Just make friends with people who have the bandwidth. I also strongly disagree
that mentors are overrated. They're necessary in some disciplines, and helpful
in most. Learning without a mentor is like running open-loop. As a new
student, you often won't even know the right questions to ask. How will you
know what to google? How will you know if you're developing a bad habit?

------
sonabinu
Reach out to people whose career path you admire on LinkedIn. Sure someone is
going to be too busy, but there will be others who are generous. Remember, you
don't want 'one' mentor, you want a village. I found my mentors via LinkedIn,
talking to people at work I admire and also keeping in touch with professors
long after I finished school. Good luck !!!

------
kradeelav
this is a designer's perspective: your mileage may vary.

I find it helpful to differentiate between a mentor and a sponsor, even if the
line does blur between the two as a lot of times people are specifically
talking about one. Of the two - a sponsor is better for career advancement,
while a mentor guides you as a holistic person. Having both is ideal - and
they can be separate, different, or the same people.

(people contain multitudes, as the saying goes).

Mentors were better for me in the early years immediately after college - a
few art directors who sawed off some rough edges of the "design eye", taught
me the basics of how corporations (and their politics) worked, gave me a
variety of projects so I could slowly figure out what I liked/was good at
(versus not). Good managers are essentially mentors for the whole team.

Location identification entries —
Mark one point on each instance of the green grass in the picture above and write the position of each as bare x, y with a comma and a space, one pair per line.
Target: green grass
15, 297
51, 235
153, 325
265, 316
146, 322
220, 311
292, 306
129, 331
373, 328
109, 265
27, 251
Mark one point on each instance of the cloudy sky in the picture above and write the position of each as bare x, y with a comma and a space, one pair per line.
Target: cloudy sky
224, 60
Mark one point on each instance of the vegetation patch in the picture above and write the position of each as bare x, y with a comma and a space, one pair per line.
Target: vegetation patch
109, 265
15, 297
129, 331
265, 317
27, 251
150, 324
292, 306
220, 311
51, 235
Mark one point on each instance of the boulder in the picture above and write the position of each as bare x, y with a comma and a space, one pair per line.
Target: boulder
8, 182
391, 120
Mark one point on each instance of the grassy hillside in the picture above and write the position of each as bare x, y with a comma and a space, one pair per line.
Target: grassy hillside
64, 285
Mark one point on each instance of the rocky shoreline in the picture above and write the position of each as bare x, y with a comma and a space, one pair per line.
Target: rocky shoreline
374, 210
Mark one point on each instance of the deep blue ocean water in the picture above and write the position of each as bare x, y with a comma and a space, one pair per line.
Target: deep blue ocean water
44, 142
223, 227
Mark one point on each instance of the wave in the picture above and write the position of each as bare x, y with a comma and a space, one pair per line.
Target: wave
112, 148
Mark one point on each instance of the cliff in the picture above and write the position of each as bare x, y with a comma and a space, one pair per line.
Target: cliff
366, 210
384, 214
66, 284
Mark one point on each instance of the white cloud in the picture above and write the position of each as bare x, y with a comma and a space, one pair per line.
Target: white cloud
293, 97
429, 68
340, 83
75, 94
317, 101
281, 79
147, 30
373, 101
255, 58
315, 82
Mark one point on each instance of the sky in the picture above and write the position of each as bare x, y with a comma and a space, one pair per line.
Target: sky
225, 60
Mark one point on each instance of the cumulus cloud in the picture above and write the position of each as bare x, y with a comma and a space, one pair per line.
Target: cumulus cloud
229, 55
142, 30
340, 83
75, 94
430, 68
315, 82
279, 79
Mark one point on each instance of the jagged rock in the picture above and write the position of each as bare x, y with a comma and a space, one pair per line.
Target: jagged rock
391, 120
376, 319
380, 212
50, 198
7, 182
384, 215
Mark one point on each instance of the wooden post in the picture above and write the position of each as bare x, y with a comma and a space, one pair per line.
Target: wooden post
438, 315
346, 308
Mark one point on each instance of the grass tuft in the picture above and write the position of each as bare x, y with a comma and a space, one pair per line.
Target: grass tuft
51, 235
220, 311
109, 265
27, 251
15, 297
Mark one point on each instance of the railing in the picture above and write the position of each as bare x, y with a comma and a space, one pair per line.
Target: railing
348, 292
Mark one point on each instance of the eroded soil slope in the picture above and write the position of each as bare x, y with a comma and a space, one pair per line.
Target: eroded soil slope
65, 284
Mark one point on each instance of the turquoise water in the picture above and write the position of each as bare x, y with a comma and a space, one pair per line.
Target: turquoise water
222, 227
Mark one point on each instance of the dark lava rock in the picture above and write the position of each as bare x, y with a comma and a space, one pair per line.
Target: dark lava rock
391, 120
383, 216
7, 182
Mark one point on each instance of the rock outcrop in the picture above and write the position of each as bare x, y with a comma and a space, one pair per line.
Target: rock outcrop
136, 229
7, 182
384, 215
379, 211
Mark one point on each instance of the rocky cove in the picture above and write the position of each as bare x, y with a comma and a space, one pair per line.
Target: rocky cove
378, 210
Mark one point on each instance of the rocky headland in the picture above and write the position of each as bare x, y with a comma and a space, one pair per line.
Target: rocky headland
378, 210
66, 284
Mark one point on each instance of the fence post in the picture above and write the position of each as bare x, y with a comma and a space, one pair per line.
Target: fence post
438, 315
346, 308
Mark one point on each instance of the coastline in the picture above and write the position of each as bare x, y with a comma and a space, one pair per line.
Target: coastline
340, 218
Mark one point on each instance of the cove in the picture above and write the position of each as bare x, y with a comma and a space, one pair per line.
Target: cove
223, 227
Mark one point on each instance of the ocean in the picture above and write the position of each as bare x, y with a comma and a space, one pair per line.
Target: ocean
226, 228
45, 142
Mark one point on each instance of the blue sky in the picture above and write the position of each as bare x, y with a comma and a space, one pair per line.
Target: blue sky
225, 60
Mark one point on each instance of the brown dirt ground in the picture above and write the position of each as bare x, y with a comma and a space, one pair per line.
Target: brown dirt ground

SET PROBLEM — Continue the forum thread on finding mentors, picking up after its last sentence.

OUTPUT BELOW —
One of those previously mentioned art directors became a true sponsor - he
continued to give me more high profile projects and strategically dropped my
name in VP/EVP meetings so I could snatch up those coveted projects with the
reasonable skill level I had. Survived two rounds of layoffs due to him, as
well. These are the people that you can and must be loyal to - watch their
back, and they'll watch yours and groom you in a good way. There's a lot to
the art of soft power behind closed doors.

The where/how question is trickier because other than looking within my org,
it was just a matter of vibes and who I connected with on general chemistry
level. If you find yourself in water-cooler talks with an authority figure
fairly often and both of you enjoy each other's company, odds are that they
would make a decent one. Look for someone with integrity, who doesn't gossip
but has that sixth sense for being right about org changes, and skilled in
their own specialties.

------
ElijahLynn
I've been looking for a good mentor for 7 years and haven't found one yet. I
think it really comes down to time and not many wanting to invest that much.

In a way it helps with growth not to have a mentor because you have to learn
how to learn what you don't know yet, which creates more independence.

That said, still would have loved to have a mentor all these years, wish you
the best!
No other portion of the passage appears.